PROBLEMS
A: Using the forum thread on stripping anodize coatings, decide whether each statement agrees with it. Answer yes or no for each, and quote the deciding words.
(i) The heated mixture of phosphoric acid and chromium trioxide usually strips the anodize in under 15 minutes.
(ii) The mixture of phosphoric acid and sodium bichromate attacks the underlying aluminum.
(iii) The writer from xiamen found a method to analyze the components of the tank solution.
B: In the forum thread on stripping anodize coatings, take the passage starting with "Q. We use the" and going on through "information or help?", and swap "Alodine" for "chromate conversion".

Striving to live Aloha - Pine Beach, New Jersey

A. We have had some success using a mixture of phosphoric acid (35 mL/L), chromium trioxide (20 g/L) and water to strip Type I (chromic acid), Type II (sulfuric acid) and Type III (sulfuric acid/oxalic acid) anodize coatings from aluminum. The solution is heated to 100 °C and usually takes less than 15 minutes to strip the anodize. Unfortunately, it smuts the base aluminum, to varying degrees, when it has been anodized in Chromic Acid.

Teddy McCracken
- Blacksburg, Virginia, USA

Q. We use the chromic- phosphoric acid solution for anodizing & Alodine coating stripping. But I search throughout and can not find any method to analyze the components of tank solution. Could anybody give any information or help?

hong huming
- xiamen china

Q. I am seeking a way to strip the anodic "Anodized" layer from previously anodized aluminum. I will re-anodize these parts after they are stripped. Any help would be greatly appreciated.

Craig Calhoun
- Houston, Texas

A. Dear Sir,

To etch the anodised layer from the aluminium, you can use a mixture of 50-100 grams phosphoric acid (85%) and 30 grams chromic acid in one liter water. Five to 30 minutes, then thoroughly rinse afterwards. First try a dummy before you put your sample in. Another one: a mixture of 50 - 100 grams phosphoric acid (85%) and 50 grams sodium bichromate in one liter water; Same time. These mixtures don't attack the underlying Al, but the surface may become dull. Watch out for the phosphoric acid.

DATASET EXCERPT
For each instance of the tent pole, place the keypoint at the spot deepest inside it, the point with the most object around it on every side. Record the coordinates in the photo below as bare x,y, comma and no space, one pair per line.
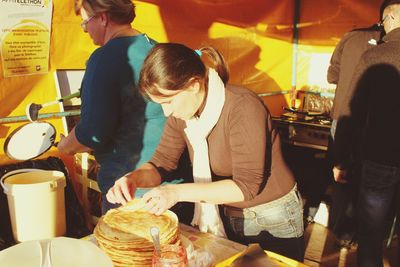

RESPONSES BY TASK
A:
(i) Yes: "usually takes less than 15 minutes to strip the anodize"
(ii) No: "These mixtures don't attack the underlying Al, but the surface may become dull."
(iii) No: "can not find any method to analyze the components of tank solution"

B:
Q. We use the chromic- phosphoric acid solution for anodizing & chromate conversion coating stripping. But I search throughout and can not find any method to analyze the components of tank solution. Could anybody give any information or help?